■ **OBJECTIF**
Recopiez intégralement les lignes, de la toute première jusqu'à celle qui contient « M 526 239 L », celle-ci comprise, en décalant de -106 chaque coordonnée figurant dans les réponses.

Entrées de contours étiquetées
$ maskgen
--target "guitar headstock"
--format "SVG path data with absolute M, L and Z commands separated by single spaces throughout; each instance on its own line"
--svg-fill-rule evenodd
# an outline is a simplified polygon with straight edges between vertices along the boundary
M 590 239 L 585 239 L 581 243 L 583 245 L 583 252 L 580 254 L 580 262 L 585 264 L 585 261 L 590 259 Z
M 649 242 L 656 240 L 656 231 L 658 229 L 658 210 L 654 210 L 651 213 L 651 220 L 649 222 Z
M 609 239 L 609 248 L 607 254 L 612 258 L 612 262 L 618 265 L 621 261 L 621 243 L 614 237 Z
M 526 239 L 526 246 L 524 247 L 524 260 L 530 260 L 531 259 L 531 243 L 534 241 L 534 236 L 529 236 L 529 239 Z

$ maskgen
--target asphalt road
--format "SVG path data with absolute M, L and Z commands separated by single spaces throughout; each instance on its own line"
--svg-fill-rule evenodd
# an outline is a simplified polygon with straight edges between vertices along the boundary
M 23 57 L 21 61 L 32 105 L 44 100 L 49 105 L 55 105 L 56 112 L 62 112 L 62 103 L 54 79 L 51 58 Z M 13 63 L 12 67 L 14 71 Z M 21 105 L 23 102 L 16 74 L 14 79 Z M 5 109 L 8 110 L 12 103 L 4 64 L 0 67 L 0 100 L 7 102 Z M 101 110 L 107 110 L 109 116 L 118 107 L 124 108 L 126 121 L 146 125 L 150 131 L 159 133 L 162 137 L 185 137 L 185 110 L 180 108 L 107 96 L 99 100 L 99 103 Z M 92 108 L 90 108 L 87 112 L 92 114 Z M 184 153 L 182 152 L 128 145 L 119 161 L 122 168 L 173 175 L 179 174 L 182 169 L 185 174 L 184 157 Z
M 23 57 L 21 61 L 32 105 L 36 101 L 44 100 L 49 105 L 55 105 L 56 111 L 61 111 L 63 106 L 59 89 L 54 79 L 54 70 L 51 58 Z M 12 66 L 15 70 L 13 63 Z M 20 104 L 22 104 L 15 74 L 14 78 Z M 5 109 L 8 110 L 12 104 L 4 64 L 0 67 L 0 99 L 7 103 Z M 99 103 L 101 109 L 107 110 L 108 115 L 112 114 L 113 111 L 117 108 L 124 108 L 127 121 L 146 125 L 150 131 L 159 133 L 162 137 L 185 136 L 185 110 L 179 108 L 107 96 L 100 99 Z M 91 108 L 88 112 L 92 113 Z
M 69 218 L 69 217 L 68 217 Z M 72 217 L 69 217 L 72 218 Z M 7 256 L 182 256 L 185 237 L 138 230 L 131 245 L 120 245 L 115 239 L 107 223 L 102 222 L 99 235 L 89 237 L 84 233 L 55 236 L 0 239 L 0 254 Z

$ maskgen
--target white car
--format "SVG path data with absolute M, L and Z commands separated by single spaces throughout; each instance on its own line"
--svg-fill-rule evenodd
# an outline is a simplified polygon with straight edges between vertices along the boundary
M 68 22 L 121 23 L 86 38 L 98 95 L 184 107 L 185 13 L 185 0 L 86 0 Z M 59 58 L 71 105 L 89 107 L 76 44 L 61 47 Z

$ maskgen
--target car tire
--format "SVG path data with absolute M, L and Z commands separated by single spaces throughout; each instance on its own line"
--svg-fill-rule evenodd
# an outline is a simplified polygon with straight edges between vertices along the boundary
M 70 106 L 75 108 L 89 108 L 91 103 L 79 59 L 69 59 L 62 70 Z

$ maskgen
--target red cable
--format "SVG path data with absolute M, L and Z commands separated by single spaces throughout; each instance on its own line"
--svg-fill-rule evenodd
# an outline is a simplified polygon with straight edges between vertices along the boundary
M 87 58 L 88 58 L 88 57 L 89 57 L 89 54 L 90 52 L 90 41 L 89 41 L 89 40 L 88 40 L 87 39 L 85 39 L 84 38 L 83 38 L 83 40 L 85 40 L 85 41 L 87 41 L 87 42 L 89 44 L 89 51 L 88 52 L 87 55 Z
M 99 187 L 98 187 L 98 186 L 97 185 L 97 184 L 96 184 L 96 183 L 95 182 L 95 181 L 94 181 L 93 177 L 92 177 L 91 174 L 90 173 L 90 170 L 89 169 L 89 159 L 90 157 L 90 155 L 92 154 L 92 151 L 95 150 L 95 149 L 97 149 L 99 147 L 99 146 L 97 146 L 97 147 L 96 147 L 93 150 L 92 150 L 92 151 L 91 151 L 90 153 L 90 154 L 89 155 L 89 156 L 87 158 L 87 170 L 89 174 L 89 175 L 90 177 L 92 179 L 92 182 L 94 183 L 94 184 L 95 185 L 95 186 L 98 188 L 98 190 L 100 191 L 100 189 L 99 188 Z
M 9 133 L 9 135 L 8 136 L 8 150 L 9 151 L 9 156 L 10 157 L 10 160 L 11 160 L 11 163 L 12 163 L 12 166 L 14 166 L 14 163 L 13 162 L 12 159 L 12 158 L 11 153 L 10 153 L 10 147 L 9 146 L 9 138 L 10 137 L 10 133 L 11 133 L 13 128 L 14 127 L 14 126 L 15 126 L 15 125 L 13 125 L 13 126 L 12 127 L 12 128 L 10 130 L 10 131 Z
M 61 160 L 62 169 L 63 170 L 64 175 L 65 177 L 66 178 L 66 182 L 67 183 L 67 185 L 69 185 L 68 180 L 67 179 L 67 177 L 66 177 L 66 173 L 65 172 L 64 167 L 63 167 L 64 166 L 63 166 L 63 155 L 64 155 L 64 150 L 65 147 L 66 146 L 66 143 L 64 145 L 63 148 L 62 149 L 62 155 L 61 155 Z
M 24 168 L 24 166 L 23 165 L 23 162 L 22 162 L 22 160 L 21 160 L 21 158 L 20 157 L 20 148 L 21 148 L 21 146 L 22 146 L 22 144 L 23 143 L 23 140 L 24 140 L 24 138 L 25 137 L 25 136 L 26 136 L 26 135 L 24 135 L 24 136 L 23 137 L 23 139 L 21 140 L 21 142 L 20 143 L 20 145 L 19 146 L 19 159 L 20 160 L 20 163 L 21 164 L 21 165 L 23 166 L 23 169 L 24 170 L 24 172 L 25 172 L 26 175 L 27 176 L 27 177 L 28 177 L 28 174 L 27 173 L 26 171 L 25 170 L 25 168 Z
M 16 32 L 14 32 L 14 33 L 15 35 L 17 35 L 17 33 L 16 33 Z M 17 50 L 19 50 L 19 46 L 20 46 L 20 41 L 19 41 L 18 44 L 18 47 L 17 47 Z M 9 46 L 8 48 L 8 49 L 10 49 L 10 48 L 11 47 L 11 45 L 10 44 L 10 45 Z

■ **SOLUTION DÉTAILLÉE**
$ maskgen
--target "guitar headstock"
--format "SVG path data with absolute M, L and Z commands separated by single spaces throughout; each instance on its own line"
--svg-fill-rule evenodd
# an outline is a simplified polygon with straight edges between vertices along the boundary
M 484 133 L 479 133 L 475 137 L 477 139 L 477 146 L 474 148 L 474 156 L 479 158 L 479 155 L 484 153 Z
M 543 136 L 550 134 L 550 125 L 552 123 L 552 104 L 548 104 L 545 107 L 545 114 L 543 116 Z
M 503 133 L 503 142 L 501 148 L 506 152 L 506 156 L 512 159 L 515 155 L 515 137 L 508 131 Z
M 420 133 L 420 140 L 418 141 L 418 154 L 424 154 L 425 153 L 425 137 L 428 135 L 428 130 L 423 130 L 423 133 Z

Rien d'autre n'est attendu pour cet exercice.